Exercise aim> Your task is to output the entries below word for word.

Entries provided>

════════

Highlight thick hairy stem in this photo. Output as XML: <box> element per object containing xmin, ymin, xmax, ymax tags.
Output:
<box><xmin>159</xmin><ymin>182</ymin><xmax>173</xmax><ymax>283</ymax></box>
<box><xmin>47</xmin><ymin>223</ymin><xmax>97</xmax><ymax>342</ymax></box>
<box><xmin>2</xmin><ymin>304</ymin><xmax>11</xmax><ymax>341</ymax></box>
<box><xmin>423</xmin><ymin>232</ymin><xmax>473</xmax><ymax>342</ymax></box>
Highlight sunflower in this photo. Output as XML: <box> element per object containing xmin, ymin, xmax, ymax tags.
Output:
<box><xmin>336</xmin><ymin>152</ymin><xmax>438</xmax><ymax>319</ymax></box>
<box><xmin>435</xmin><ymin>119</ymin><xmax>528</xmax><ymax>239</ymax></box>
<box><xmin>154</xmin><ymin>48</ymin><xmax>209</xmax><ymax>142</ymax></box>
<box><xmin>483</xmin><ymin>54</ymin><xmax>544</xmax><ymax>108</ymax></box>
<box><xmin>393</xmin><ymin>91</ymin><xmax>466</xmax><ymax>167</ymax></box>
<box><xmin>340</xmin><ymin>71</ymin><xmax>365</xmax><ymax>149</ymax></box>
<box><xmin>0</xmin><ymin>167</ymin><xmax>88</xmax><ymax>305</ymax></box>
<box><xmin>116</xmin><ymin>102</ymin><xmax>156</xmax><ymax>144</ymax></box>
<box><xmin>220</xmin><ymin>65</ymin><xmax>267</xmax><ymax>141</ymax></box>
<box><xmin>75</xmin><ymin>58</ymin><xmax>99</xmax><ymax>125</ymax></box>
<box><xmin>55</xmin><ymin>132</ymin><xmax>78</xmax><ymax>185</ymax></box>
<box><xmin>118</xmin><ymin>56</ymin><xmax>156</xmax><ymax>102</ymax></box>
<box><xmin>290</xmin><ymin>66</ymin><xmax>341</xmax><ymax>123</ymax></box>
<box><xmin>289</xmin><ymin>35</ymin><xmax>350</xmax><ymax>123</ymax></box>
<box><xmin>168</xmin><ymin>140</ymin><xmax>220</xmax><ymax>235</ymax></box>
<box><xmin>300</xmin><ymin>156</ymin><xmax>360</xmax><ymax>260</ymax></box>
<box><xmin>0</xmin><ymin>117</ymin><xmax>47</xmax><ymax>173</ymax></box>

════════

Result of this task>
Highlight thick hairy stem in this photo. Output as XML: <box> element per object containing xmin, ymin, xmax, ymax tags.
Output:
<box><xmin>159</xmin><ymin>182</ymin><xmax>173</xmax><ymax>283</ymax></box>
<box><xmin>47</xmin><ymin>223</ymin><xmax>97</xmax><ymax>342</ymax></box>
<box><xmin>2</xmin><ymin>304</ymin><xmax>11</xmax><ymax>341</ymax></box>
<box><xmin>423</xmin><ymin>232</ymin><xmax>473</xmax><ymax>342</ymax></box>
Highlight sunflower in this photo. Output as XML: <box> element per object containing xmin, ymin, xmax, ymax tags.
Output:
<box><xmin>336</xmin><ymin>152</ymin><xmax>438</xmax><ymax>319</ymax></box>
<box><xmin>435</xmin><ymin>119</ymin><xmax>528</xmax><ymax>239</ymax></box>
<box><xmin>154</xmin><ymin>48</ymin><xmax>209</xmax><ymax>142</ymax></box>
<box><xmin>483</xmin><ymin>54</ymin><xmax>544</xmax><ymax>108</ymax></box>
<box><xmin>393</xmin><ymin>91</ymin><xmax>466</xmax><ymax>167</ymax></box>
<box><xmin>340</xmin><ymin>71</ymin><xmax>365</xmax><ymax>149</ymax></box>
<box><xmin>0</xmin><ymin>167</ymin><xmax>88</xmax><ymax>305</ymax></box>
<box><xmin>116</xmin><ymin>102</ymin><xmax>156</xmax><ymax>144</ymax></box>
<box><xmin>220</xmin><ymin>65</ymin><xmax>267</xmax><ymax>141</ymax></box>
<box><xmin>75</xmin><ymin>58</ymin><xmax>99</xmax><ymax>125</ymax></box>
<box><xmin>55</xmin><ymin>132</ymin><xmax>78</xmax><ymax>185</ymax></box>
<box><xmin>118</xmin><ymin>56</ymin><xmax>156</xmax><ymax>102</ymax></box>
<box><xmin>290</xmin><ymin>66</ymin><xmax>341</xmax><ymax>123</ymax></box>
<box><xmin>289</xmin><ymin>35</ymin><xmax>350</xmax><ymax>123</ymax></box>
<box><xmin>168</xmin><ymin>140</ymin><xmax>220</xmax><ymax>235</ymax></box>
<box><xmin>300</xmin><ymin>156</ymin><xmax>360</xmax><ymax>260</ymax></box>
<box><xmin>0</xmin><ymin>117</ymin><xmax>47</xmax><ymax>173</ymax></box>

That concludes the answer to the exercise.